**TASK STATEMENT**
Could you repeat, word for word, every line from the one containing "sand in this photo." through the final line of the records below, and nothing else?

**DATA LINES**
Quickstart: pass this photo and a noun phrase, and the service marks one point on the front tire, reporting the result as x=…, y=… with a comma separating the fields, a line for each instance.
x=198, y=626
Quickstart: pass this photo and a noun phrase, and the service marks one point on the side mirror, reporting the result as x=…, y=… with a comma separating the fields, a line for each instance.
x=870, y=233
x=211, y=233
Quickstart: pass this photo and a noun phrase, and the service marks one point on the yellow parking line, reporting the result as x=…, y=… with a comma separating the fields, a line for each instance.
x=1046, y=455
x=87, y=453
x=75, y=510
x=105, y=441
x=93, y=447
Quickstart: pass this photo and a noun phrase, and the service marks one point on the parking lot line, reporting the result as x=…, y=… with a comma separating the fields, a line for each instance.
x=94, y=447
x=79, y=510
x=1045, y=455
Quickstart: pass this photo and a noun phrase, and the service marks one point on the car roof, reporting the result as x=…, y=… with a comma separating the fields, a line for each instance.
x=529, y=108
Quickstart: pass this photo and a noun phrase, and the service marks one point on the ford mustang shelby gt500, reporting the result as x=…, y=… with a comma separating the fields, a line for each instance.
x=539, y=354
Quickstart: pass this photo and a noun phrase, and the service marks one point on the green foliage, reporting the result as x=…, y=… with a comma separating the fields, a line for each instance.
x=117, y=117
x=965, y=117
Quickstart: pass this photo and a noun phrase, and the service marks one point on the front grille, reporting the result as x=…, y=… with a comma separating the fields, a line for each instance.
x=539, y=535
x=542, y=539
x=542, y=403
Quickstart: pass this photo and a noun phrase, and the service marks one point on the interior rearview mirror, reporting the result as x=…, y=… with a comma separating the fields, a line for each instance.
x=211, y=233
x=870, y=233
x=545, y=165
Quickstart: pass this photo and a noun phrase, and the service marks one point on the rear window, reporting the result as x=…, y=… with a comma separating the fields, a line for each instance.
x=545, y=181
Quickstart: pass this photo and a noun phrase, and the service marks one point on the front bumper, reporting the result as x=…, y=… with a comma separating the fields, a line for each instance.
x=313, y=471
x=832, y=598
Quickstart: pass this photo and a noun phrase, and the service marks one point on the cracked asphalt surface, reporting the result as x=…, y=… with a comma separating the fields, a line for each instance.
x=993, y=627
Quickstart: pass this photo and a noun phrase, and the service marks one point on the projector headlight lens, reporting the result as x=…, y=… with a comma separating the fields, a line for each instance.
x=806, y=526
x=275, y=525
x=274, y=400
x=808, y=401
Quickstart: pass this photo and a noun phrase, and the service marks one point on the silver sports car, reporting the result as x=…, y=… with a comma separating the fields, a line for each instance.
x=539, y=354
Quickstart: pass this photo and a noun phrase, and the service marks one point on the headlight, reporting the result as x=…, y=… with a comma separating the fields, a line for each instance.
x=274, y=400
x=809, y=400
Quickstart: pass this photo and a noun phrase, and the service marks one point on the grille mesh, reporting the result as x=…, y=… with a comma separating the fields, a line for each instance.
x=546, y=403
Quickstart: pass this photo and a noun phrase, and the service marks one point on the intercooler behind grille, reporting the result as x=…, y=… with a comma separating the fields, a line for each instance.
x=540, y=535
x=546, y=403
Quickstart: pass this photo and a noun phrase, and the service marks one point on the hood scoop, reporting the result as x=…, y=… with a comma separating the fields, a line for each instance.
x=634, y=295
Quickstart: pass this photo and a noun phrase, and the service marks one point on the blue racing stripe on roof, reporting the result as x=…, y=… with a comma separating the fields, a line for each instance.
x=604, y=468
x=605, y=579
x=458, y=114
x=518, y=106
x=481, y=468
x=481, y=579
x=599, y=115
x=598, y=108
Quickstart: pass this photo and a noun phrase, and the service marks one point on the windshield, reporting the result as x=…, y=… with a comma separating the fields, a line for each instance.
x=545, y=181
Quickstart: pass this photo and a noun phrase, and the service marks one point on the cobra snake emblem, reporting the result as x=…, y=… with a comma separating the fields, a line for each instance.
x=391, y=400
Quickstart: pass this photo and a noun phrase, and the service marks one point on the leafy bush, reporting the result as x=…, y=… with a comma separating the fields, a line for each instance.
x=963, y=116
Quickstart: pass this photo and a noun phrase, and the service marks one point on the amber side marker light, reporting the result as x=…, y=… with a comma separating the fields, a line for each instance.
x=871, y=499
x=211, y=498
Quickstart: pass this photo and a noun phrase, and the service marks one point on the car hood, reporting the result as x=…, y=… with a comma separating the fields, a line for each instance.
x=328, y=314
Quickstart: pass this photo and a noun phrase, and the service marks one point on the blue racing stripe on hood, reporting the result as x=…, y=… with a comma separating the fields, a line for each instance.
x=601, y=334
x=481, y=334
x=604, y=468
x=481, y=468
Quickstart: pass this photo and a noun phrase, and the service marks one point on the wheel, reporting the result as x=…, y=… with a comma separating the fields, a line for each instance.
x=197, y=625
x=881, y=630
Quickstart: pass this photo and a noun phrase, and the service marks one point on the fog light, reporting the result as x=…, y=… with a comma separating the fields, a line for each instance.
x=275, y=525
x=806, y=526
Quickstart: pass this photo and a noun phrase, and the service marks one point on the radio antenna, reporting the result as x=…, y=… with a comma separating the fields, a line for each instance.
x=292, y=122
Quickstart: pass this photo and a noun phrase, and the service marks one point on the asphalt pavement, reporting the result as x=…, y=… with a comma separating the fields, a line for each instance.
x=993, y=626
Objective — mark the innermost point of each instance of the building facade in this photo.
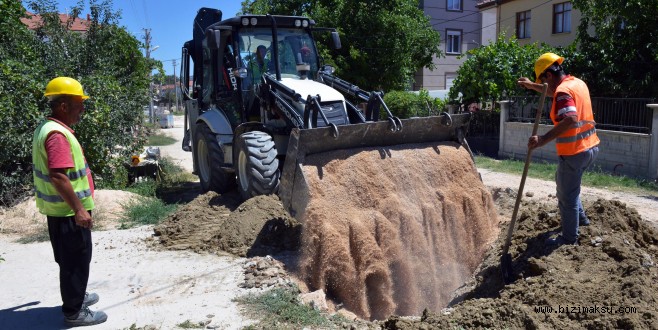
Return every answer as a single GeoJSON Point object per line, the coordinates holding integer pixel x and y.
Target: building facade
{"type": "Point", "coordinates": [553, 22]}
{"type": "Point", "coordinates": [459, 22]}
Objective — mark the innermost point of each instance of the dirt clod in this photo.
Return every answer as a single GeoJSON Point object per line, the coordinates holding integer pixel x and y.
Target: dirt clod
{"type": "Point", "coordinates": [570, 287]}
{"type": "Point", "coordinates": [219, 223]}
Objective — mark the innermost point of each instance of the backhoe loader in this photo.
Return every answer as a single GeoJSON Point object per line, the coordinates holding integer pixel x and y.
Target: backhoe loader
{"type": "Point", "coordinates": [252, 117]}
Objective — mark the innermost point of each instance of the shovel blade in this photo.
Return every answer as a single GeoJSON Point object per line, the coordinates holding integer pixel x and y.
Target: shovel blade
{"type": "Point", "coordinates": [506, 268]}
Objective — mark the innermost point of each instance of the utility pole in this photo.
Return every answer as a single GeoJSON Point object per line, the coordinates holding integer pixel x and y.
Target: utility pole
{"type": "Point", "coordinates": [173, 62]}
{"type": "Point", "coordinates": [147, 42]}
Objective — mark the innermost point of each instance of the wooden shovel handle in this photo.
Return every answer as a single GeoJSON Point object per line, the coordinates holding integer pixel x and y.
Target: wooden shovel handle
{"type": "Point", "coordinates": [519, 194]}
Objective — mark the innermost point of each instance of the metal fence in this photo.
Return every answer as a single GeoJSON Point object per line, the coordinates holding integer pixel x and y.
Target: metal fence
{"type": "Point", "coordinates": [614, 114]}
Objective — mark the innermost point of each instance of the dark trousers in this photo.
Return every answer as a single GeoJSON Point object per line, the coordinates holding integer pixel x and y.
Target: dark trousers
{"type": "Point", "coordinates": [72, 249]}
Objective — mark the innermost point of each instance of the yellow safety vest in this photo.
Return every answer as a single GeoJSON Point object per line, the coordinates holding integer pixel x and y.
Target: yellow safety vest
{"type": "Point", "coordinates": [582, 136]}
{"type": "Point", "coordinates": [49, 202]}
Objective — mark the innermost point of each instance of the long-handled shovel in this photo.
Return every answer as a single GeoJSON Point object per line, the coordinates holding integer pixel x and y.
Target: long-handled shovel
{"type": "Point", "coordinates": [506, 259]}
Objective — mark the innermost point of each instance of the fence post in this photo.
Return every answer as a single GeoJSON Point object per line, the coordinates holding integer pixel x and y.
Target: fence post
{"type": "Point", "coordinates": [504, 114]}
{"type": "Point", "coordinates": [653, 156]}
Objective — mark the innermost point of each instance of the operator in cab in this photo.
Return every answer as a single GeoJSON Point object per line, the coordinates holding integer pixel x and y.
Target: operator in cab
{"type": "Point", "coordinates": [259, 64]}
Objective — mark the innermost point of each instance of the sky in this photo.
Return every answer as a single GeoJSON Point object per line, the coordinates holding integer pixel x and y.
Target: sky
{"type": "Point", "coordinates": [170, 22]}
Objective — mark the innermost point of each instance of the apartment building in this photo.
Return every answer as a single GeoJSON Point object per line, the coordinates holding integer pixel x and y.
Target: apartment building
{"type": "Point", "coordinates": [459, 23]}
{"type": "Point", "coordinates": [554, 22]}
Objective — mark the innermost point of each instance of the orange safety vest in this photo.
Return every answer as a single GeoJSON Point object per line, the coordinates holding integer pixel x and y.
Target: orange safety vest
{"type": "Point", "coordinates": [582, 136]}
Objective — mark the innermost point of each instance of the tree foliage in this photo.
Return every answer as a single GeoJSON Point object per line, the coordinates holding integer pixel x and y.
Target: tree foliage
{"type": "Point", "coordinates": [620, 57]}
{"type": "Point", "coordinates": [384, 41]}
{"type": "Point", "coordinates": [491, 72]}
{"type": "Point", "coordinates": [107, 61]}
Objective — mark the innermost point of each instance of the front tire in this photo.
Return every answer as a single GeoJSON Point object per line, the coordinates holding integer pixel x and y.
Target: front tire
{"type": "Point", "coordinates": [210, 157]}
{"type": "Point", "coordinates": [256, 165]}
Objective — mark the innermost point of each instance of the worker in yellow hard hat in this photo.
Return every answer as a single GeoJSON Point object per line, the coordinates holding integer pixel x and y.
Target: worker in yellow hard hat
{"type": "Point", "coordinates": [64, 191]}
{"type": "Point", "coordinates": [575, 138]}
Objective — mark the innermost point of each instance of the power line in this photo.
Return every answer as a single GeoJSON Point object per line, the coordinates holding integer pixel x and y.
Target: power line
{"type": "Point", "coordinates": [146, 16]}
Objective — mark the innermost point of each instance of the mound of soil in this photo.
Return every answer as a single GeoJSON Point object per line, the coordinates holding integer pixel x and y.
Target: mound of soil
{"type": "Point", "coordinates": [608, 281]}
{"type": "Point", "coordinates": [219, 223]}
{"type": "Point", "coordinates": [394, 230]}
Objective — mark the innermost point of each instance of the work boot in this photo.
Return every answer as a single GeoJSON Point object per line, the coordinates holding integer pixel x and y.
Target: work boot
{"type": "Point", "coordinates": [86, 317]}
{"type": "Point", "coordinates": [90, 299]}
{"type": "Point", "coordinates": [560, 240]}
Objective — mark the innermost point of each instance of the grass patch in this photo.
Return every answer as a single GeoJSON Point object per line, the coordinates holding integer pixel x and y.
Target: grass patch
{"type": "Point", "coordinates": [281, 309]}
{"type": "Point", "coordinates": [173, 174]}
{"type": "Point", "coordinates": [145, 211]}
{"type": "Point", "coordinates": [160, 139]}
{"type": "Point", "coordinates": [595, 177]}
{"type": "Point", "coordinates": [190, 325]}
{"type": "Point", "coordinates": [145, 188]}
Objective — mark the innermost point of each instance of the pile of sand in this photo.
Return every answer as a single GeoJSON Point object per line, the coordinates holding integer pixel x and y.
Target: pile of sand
{"type": "Point", "coordinates": [607, 282]}
{"type": "Point", "coordinates": [394, 230]}
{"type": "Point", "coordinates": [219, 223]}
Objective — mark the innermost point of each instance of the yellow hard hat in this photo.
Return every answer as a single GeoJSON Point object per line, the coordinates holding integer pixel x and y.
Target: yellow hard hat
{"type": "Point", "coordinates": [64, 86]}
{"type": "Point", "coordinates": [544, 61]}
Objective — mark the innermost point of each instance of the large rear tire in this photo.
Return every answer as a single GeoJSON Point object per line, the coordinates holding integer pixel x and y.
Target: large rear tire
{"type": "Point", "coordinates": [256, 165]}
{"type": "Point", "coordinates": [209, 158]}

**ANSWER IN FULL**
Objective — mark the innermost point of each instance of the pile of sand in this photo.
Return every answer as a single GeoJSON Point object per line, the coordinates holding integer pixel x and y.
Target: pile of sand
{"type": "Point", "coordinates": [607, 282]}
{"type": "Point", "coordinates": [394, 230]}
{"type": "Point", "coordinates": [219, 223]}
Objective — mark the innermost point of each instance of the yellow hard hat in this photo.
Return every answer as a single GeoJSON Point object per line, the coordinates holding integer pixel x and y.
Target: yellow hard hat
{"type": "Point", "coordinates": [64, 86]}
{"type": "Point", "coordinates": [544, 61]}
Objective — mark the innermost point of each instance of the large rear tire in this photo.
Return every answer as a single GeoJSON Point object per line, the coordinates holding integer pixel x and y.
Target: large rear tire
{"type": "Point", "coordinates": [256, 165]}
{"type": "Point", "coordinates": [209, 158]}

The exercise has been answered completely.